**Source document:**

Also, I mentioned other problems/typos in your code.
You are loading the dataset for every epoch.
for epoch in range(num_epochs):
print('\n\nEpoch {}'.format(epoch))
train_sampler, validation_sampler = ld.split_train_validation()
train_loader = DataLoader(ld.allData, batch_size=30, sampler=train_sampler, shuffle=False)
validation_loader = DataLoader(dataset=ld.allData, batch_size=1, sampler=validation_sampler)
...
That should not happen, it should be enough loading it once
train_sampler, validation_sampler = ld.split_train_validation()
train_loader = DataLoader(ld.allData, batch_size=30, sampler=train_sampler, shuffle=False)
validation_loader = DataLoader(dataset=ld.allData, batch_size=1, sampler=validation_sampler)
for epoch in range(num_epochs):
print('\n\nEpoch {}'.format(epoch))
...
In the training part you have (this does not happen in the validation):
train_acc = acc/total
train_loss = loss / total
print('Mean train acc = {} over epoch = {}'.format(epoch,acc))
print('Mean train loss = {} over epoch = {}'.format(epoch, loss))
Where you are printing acc instead of train_acc
Also, in the validation part I mentioned that you are printing print('Mean train acc = {} over epoch = {}'.format(epoch, valid_acc)) when it should be something like 'Mean val acc'.
Changing this lines of code, using a standard model I created and CIFAR dataset the training seems to converge, accuracy increases at every epoch while mean loss value decreases.
I Hope I could help you!

**Problem details:**
Please reproduce the passage of the forum reply from "In the training" to "loss value decreases.".

Collected data

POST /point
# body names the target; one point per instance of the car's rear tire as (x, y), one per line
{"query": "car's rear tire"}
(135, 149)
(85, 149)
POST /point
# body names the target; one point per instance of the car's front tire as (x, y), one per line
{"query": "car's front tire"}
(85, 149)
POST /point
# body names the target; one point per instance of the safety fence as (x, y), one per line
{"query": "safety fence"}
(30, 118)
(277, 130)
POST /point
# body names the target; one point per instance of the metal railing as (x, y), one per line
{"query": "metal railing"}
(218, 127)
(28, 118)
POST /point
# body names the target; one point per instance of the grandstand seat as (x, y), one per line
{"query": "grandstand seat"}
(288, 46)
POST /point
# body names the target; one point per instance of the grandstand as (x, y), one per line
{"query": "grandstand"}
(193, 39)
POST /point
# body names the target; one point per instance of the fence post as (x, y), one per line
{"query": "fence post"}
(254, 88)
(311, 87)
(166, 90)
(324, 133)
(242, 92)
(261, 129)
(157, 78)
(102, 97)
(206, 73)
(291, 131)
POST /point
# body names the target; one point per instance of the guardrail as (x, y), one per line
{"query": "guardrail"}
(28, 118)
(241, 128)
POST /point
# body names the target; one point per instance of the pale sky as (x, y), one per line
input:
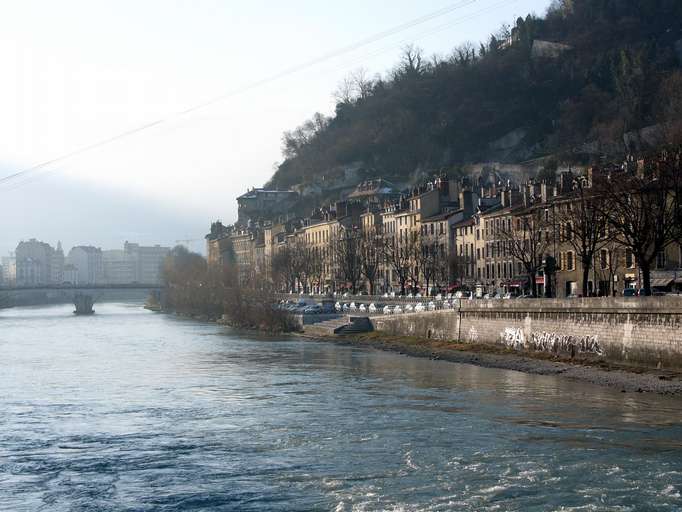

**Exercise solution:**
In the training part you have (this does not happen in the validation):
train_acc = acc/total
train_loss = loss / total
print('Mean train acc = {} over epoch = {}'.format(epoch,acc))
print('Mean train loss = {} over epoch = {}'.format(epoch, loss))
Where you are printing acc instead of train_acc
Also, in the validation part I mentioned that you are printing print('Mean train acc = {} over epoch = {}'.format(epoch, valid_acc)) when it should be something like 'Mean val acc'.
Changing this lines of code, using a standard model I created and CIFAR dataset the training seems to converge, accuracy increases at every epoch while mean loss value decreases.